## What to work on
Each entry below must be repeated exactly, with pictures left out.

## Supplied entries
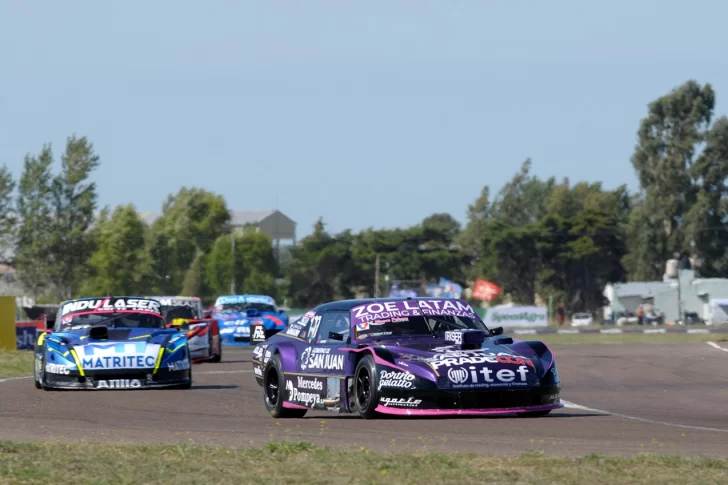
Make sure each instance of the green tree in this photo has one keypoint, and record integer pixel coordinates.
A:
(254, 265)
(194, 283)
(192, 220)
(73, 203)
(478, 215)
(8, 216)
(522, 200)
(117, 265)
(318, 271)
(34, 231)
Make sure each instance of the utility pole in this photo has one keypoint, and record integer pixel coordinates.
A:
(376, 278)
(232, 282)
(679, 296)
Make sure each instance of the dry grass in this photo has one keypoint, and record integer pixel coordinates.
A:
(293, 462)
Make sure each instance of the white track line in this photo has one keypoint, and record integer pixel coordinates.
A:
(713, 344)
(572, 405)
(14, 378)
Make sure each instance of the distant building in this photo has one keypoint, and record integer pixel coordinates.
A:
(699, 296)
(272, 222)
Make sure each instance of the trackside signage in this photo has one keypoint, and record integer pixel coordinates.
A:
(516, 316)
(392, 310)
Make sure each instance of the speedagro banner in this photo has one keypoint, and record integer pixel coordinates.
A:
(516, 316)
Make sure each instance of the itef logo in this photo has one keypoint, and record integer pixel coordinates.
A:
(457, 376)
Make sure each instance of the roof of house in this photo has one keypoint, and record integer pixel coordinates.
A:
(238, 218)
(639, 288)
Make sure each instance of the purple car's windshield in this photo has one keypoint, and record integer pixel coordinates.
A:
(413, 318)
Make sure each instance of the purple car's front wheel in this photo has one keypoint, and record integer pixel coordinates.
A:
(274, 388)
(365, 388)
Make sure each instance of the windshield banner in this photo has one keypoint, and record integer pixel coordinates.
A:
(111, 305)
(516, 316)
(403, 309)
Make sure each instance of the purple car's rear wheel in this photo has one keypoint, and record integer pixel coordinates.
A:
(366, 395)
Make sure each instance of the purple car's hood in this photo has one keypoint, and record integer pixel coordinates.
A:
(495, 365)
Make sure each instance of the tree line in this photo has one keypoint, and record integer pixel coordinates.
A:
(532, 237)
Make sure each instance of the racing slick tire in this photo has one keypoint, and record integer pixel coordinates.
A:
(36, 373)
(217, 358)
(366, 395)
(534, 414)
(273, 388)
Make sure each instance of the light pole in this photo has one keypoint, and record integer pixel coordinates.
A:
(679, 297)
(232, 282)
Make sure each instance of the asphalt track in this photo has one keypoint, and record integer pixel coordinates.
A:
(621, 399)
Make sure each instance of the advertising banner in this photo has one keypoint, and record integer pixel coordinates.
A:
(516, 316)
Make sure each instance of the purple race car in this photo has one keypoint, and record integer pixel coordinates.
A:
(414, 356)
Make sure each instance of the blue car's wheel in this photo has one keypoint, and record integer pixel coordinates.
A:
(274, 386)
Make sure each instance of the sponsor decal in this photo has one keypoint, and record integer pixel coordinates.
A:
(178, 302)
(402, 380)
(315, 323)
(259, 333)
(118, 356)
(309, 383)
(517, 316)
(121, 362)
(459, 358)
(307, 399)
(293, 331)
(119, 384)
(401, 402)
(555, 373)
(471, 377)
(57, 369)
(404, 309)
(321, 358)
(104, 305)
(179, 365)
(456, 337)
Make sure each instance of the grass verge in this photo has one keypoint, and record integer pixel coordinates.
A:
(294, 462)
(16, 363)
(624, 338)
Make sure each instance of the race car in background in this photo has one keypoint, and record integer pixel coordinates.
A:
(111, 343)
(236, 313)
(407, 357)
(187, 315)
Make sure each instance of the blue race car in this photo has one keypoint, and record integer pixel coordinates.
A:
(111, 343)
(236, 313)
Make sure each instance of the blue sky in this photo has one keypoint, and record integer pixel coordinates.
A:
(373, 113)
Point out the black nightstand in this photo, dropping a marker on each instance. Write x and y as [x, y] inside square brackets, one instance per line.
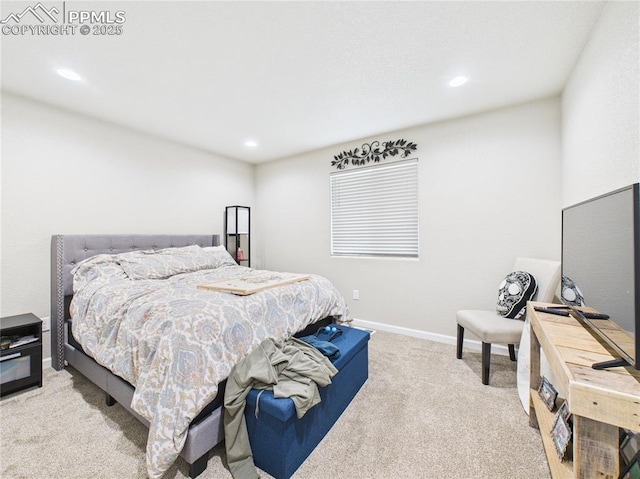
[21, 353]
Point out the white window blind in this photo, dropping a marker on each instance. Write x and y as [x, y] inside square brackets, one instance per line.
[374, 210]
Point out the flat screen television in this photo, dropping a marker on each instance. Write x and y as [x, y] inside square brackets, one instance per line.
[601, 268]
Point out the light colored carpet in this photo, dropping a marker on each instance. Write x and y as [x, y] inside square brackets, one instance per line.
[421, 414]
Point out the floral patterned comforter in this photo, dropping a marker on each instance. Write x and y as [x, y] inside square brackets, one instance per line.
[142, 316]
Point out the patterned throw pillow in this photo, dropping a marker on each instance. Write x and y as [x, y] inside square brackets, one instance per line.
[514, 292]
[162, 263]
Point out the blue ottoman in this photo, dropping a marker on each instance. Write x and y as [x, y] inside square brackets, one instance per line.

## Exercise answer
Make sure each instance of the green tree in this photo has one keypoint, and record integer pixel coordinates.
A:
(254, 265)
(194, 283)
(192, 220)
(73, 203)
(478, 215)
(8, 216)
(522, 200)
(117, 265)
(318, 271)
(34, 231)
Make sure each instance of the utility pole in this photo has one keypoint, and record integer pixel coordinates.
A:
(376, 278)
(232, 282)
(679, 296)
Make sure each instance of the dry grass in this photo has one keypoint, and record integer pixel coordinates.
A:
(293, 462)
Make sure each instance of the white track line in this photo has one keypoint, and record integer pixel coordinates.
A:
(713, 344)
(572, 405)
(14, 378)
Make sure each instance of the distant building in this photo has one keypoint, and record integer pixel coordinates.
A:
(699, 296)
(272, 222)
Make sure each instance of the trackside signage in this photo has one keypoint, and record integer pixel coordinates.
A:
(516, 316)
(392, 310)
Make sure each instance of the speedagro banner in this photo has one keypoint, and record integer pixel coordinates.
A:
(516, 316)
Make sure each instance of the itef logo in this photo has one keypoint, and record integer pixel coordinates.
A:
(457, 376)
Make sure each instance of the roof of house in this photo has one keypoint, and record integer pixel coordinates.
A:
(238, 218)
(639, 288)
Make sure each instance of the purple car's windshield in this photo has one keypoint, and record integer pixel coordinates.
A:
(413, 318)
Make sure each instance of the purple car's front wheel in this photo has one keypoint, and record integer pixel coordinates.
A:
(274, 388)
(365, 388)
Make sure each instance of the windshield banner in this photo has one keypoint, and record integer pixel coordinates.
A:
(111, 305)
(516, 316)
(403, 309)
Make sure each instance of the purple car's rear wheel in this photo has one keypoint, and record integer pixel coordinates.
A:
(366, 395)
Make sure each instance of the purple car's hood in this photo has one keypoint, and record integer pixel coordinates.
A:
(495, 365)
Make sure each instance of the tree line in this photo has one keypoint, and record integer pixel coordinates.
A:
(532, 237)
Make sure each instance of the racing slick tire in this photo has one keypoint, and record integer pixel coordinates.
A:
(36, 373)
(217, 358)
(366, 395)
(534, 414)
(273, 388)
Make sure each instance of the light pole in this photo has one keypoint, and record integer pixel coordinates.
A:
(679, 297)
(232, 282)
Make sure each instance of the asphalt track in this photo has one keypoint, and record integer pixel coordinates.
A:
(621, 399)
Make sure each instance of the advertising banner in this photo has one keypoint, and record integer pixel coordinates.
A:
(516, 316)
Make sure each instance of the purple race car in this photo has one keypoint, and record integer pixel coordinates.
A:
(414, 356)
Make sure each instance of the blue car's wheel in this photo has one keypoint, and record integer pixel coordinates.
A:
(274, 386)
Make sure each instance of the sponsor decal in this photo has one keypoint, and record integer pixel coordinates.
A:
(178, 302)
(402, 380)
(315, 323)
(259, 333)
(118, 356)
(309, 383)
(517, 316)
(121, 362)
(459, 358)
(307, 399)
(293, 331)
(119, 384)
(401, 402)
(555, 373)
(471, 377)
(57, 369)
(404, 309)
(321, 358)
(104, 305)
(179, 365)
(456, 337)
Make sure each instance of the grass verge in this photo has one keypoint, and record integer pixel coordinates.
A:
(294, 462)
(16, 363)
(624, 338)
Make sure each instance of the race car in background in this photo has one keypoint, and record integer pixel coordinates.
A:
(111, 343)
(236, 313)
(407, 357)
(187, 315)
Make sure each instance of the blue race car in this photo has one keypoint, and record integer pixel coordinates.
A:
(111, 343)
(236, 313)
Make sure each instance of the blue sky in this photo has one keypoint, and record integer pixel coordinates.
A:
(373, 113)
Point out the black nightstand in this photo, dropping a marker on each instance. Write x and y as [x, y] inside square brackets, one instance per line.
[21, 353]
Point out the white window blind in this photo, dropping a marker on each instance. Write x and y as [x, y] inside square brackets, one instance per line.
[374, 210]
Point out the flat screen television in this photo, dropping a marker on each instance. Write x and y as [x, y] inside square brackets, one instance per line.
[601, 268]
Point out the light colored carpet in this photo, dropping a marker on each instance. Write x and y as [x, y] inside square brackets, one instance per line.
[421, 414]
Point out the floral patterned comforter in this photo, dropping a marker on each instance. Write x and y as [x, y] inside square brackets, one instance per line.
[142, 316]
Point out the patterned throw pillow in this photo, dropping a marker on each instance. Write x and y as [x, y] inside square brackets, one instance per line.
[514, 292]
[162, 263]
Point out the blue ottoman in this photo, dropping a marker on each instance. Write x and y as [x, y] inside square brackets, one instance per line.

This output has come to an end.